#### Brontekst ####
Duinverordening gemeente Heusden

Geldend van 01-11-2005 t/m heden

Intitulé

Duinverordening gemeente Heusden

Opmerkingen m.b.t. de regeling

Geen.

Grondslagen

  • 1.

    Gemeentewet, art. 149

  • 2.

    APV

Regelgeving die op deze regeling is gebaseerd (gedelegeerde regelgeving)

Geen.

Overzicht van in de tekst verwerkte wijzigingen

ALGEMENE VERORDENING NATIONAAL PARK LOONSE EN DRUNENSE DUINEN.

AFDELING I Algemene bepalingen.

Artikel 1. Begripsomschrijving.

In deze verordening wordt verstaan dan wel mede verstaan onder:

  • 1.

    Nationaal Park:Het Nationaal Park Loonse en Drunense Duinen.

  • 2.

    Het college:Het college van de gemeente Heusden

  • 3.

    Rechthebbende: Eenieder die over enige zaak enige zeggenschap heeft krachtens een zakelijk of persoonlijk recht.

  • 4.

    Gebied: Het gebied van het Nationaal Park Loonse en Drunense Duinen, zoals aangegeven op de bij deze verordening behorende en als zodanig gewaarmerkte kaart.

  • 5.

    Openbare terreinen: Alle voor het publiek, al dan niet met enige beperking, toegankelijke terreinen.

  • 6.

    Weg:

    • a.

      De weg, als bedoeld in artikel 1, eerste lid, onder b, van de Wegenverkeerswet 1994, alsmede de daaraan liggende en als zodanig aangeduide parkeerterreinen;

    • b.
####
▶ _Doelen_
#1 Welk artikel van de Gemeentewet noemt de Duinverordening als grondslag?
#2 Neem uit de Duinverordening woord voor woord het stuk over dat begint bij "AFDELING I Algemene" en eindigt bij "Park:Het Nationaal Park Loonse en Drunense Duinen.".
#3 Vul de Duinverordening aan met het volgende deel, te beginnen na de laatste regel die er staat.
#### Getoonde gegevens ####
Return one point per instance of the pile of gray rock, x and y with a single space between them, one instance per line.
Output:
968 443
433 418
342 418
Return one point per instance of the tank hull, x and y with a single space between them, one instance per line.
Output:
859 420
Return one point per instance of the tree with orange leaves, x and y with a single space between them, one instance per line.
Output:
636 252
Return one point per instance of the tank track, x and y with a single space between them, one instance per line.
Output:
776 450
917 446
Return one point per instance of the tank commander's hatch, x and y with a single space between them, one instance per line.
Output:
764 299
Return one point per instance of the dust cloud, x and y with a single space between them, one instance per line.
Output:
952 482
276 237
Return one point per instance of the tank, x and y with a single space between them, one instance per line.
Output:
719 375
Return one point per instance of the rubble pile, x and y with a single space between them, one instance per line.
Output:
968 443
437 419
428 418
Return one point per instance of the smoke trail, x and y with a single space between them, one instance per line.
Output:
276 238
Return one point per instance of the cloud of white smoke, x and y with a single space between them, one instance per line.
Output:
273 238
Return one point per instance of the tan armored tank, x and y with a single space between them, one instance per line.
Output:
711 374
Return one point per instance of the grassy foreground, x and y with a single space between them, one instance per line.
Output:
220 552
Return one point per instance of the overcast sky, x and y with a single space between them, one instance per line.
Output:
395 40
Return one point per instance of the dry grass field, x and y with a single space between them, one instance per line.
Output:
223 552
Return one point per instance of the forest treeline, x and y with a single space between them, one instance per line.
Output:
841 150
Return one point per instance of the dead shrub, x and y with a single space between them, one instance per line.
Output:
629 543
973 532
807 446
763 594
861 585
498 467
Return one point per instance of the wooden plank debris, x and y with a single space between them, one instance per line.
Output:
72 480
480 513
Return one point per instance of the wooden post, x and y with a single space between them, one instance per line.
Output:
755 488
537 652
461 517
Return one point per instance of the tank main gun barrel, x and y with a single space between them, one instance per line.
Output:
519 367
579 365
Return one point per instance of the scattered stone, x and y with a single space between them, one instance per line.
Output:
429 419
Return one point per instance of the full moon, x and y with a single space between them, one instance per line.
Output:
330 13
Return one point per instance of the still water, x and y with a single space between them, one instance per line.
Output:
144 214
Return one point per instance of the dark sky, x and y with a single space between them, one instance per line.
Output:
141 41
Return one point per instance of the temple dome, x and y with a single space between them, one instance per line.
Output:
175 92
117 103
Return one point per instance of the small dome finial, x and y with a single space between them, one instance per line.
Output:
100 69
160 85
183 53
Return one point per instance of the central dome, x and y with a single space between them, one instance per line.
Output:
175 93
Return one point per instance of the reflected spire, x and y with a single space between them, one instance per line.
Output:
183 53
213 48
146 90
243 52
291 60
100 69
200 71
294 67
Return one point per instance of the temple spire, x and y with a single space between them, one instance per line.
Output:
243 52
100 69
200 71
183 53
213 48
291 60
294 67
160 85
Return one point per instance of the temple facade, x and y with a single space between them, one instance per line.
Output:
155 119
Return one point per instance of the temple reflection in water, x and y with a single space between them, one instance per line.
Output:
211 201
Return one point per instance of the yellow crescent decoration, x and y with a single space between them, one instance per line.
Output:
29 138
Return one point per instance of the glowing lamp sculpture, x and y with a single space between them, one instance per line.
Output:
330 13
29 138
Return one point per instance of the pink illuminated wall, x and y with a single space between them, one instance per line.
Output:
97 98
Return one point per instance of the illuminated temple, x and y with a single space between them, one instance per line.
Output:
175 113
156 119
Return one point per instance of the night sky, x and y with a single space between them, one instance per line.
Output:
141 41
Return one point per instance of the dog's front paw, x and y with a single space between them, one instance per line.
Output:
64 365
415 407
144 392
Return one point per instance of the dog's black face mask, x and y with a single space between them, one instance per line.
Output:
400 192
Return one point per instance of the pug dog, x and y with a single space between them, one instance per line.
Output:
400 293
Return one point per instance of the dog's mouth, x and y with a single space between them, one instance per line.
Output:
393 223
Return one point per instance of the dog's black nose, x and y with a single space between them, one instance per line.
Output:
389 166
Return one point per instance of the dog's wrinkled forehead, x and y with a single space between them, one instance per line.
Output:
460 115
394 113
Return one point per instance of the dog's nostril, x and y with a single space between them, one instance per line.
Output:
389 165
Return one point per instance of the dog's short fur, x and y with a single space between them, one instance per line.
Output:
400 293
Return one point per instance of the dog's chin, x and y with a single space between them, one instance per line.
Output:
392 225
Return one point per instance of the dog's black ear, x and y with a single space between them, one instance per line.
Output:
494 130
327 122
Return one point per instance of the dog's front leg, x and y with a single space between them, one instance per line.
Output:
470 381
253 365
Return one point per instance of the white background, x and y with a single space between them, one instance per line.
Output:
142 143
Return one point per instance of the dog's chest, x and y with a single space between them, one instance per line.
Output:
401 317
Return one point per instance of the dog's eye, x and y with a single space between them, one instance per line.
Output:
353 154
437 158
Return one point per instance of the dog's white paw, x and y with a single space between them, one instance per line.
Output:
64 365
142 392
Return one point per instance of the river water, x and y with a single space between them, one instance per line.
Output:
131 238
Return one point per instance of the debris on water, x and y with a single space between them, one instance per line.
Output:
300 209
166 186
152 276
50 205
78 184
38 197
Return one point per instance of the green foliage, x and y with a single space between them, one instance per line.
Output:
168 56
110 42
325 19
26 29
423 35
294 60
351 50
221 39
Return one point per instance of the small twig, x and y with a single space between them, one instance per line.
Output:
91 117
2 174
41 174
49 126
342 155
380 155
####
▶ _Resultaten_
#1 Artikel 149.

#2
AFDELING I Algemene bepalingen.

Artikel 1. Begripsomschrijving.

In deze verordening wordt verstaan dan wel mede verstaan onder:

  • 1.

    Nationaal Park:Het Nationaal Park Loonse en Drunense Duinen.

#3
      De - al dan niet met enige beperking - voor het publiek toegankelijke pleinen en open plaatsen, parken, plantsoenen, speelweiden, bossen en andere natuurterreinen, ijsbanen en aanlegplaatsen voor vaartuigen;

  • 7.

    Voertuigen: alle voertuigen, als bedoeld in artikel 1, onder a en onder al, van het Reglement verkeersregels en verkeerstekens 1990, met uitzondering van trams en kruiwagens, kinderwagens en dergelijke kleine voertuigen.

  • 8.

    Bouwwerken: Elke constructie van hout, steen, metaal of ander materiaal, die op de plaats van bestemming hetzij direct of indirect met de grond verbonden is, hetzij direct of indirect steun vindt in of op de grond.

Artikel 2 Beslistermijn

  • 1.

    Het bevoegd bestuursorgaan beslist op een aanvraag voor een vergunning of ontheffing binnen acht weken na de dag waarop de aanvraag ontvangen is.

  • 2.

    Het bestuursorgaan kan zijn beslissing voor ten hoogste acht weken verdagen.

Artikel 3 Indiening aanvraag

  • 1.

    Indien een aanvraag voor een vergunning of ontheffing wordt ingediend minder dan zes weken vóór het tijdstip waarop de aanvrager de vergunning of ontheffing nodig heeft, kan het bestuursorgaan besluiten de aanvraag niet te behandelen.

  • 2.

    Voor bepaalde, door het bestuursorgaan aan te wijzen, vergunningen of ontheffingen kan de in het eerste lid genoemde termijn worden verlengd tot ten hoogste dertien weken.

Artikel 4 Voorschriften en beperkingen

  • 1.

    Aan een krachtens deze verordening verleende vergunning of ontheffing kunnen voorschriften en beperkingen worden verbonden. Deze voorschriften en beperkingen mogen slechts strekken tot bescherming van het belang of de belangen in verband waarmee de vergunning of ontheffing is vereist.

  • 2.

    Degene aan wie krachtens deze verordening een vergunning of ontheffing is verleend, is verplicht de daaraan verbonden voorschriften en beperkingen na te komen.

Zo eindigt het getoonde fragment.